Task requirements: Would you transcribe the data word for word?

Dataset entries:
Segment Open

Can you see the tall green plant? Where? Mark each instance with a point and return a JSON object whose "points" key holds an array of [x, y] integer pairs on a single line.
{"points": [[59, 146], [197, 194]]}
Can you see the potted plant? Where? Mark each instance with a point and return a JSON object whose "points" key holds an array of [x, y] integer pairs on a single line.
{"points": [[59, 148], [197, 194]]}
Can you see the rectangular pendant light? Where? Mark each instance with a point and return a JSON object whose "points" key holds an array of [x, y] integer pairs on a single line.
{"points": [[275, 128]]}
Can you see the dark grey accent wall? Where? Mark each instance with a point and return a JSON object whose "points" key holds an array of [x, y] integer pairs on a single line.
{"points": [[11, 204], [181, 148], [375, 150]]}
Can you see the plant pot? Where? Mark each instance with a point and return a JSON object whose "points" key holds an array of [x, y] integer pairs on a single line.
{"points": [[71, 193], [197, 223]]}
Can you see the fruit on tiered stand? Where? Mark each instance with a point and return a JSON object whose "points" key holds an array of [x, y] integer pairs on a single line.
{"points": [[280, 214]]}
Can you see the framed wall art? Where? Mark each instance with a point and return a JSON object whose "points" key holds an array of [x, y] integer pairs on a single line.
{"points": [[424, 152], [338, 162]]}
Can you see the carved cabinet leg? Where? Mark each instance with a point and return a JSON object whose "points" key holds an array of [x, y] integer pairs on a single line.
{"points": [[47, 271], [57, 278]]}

Segment Closed

Answer for the task:
Can you see the tall green plant? Where? Mark each instance with a point and return a JSON object whose "points" key holds an array of [x, y] integer pairs on a single line.
{"points": [[59, 146], [197, 194]]}
Can you see the potted plant? Where? Mark each instance with a point and return a JSON object whose "points" key holds an array of [x, y] integer pairs on a single line.
{"points": [[59, 148], [197, 194]]}
Can you see the rectangular pendant light? Where? Mark each instance with a point and return a JSON object whose "points" key holds an array of [x, y] integer pairs on a single line.
{"points": [[275, 128]]}
Can you see the dark grey accent wall? Where? Mark each instance with a point and return a JSON object whose "points" key holds an array of [x, y] integer pairs on a single line.
{"points": [[11, 204], [181, 148], [375, 150]]}
Can you see the plant pot? Where? Mark each instance with a point and return a JSON object whose "points" key holds an array of [x, y] integer pairs on a single line.
{"points": [[71, 193], [197, 223]]}
Can you see the fruit on tiered stand? Where? Mark each instance with a point and return a JSON object whose "points" key holds an array of [x, y] integer pairs on a single line.
{"points": [[280, 214]]}
Can you see the framed wall art? Where? Mark each instance with a point and return a JSON object whose "points" key holds an array of [x, y] integer pairs on a single line.
{"points": [[424, 152], [338, 162]]}
Can you see the carved cabinet leg? Where? Mark each instance with a point and return a JSON object whose "points" key holds an array of [x, y] integer pairs on a single line.
{"points": [[47, 271], [57, 278]]}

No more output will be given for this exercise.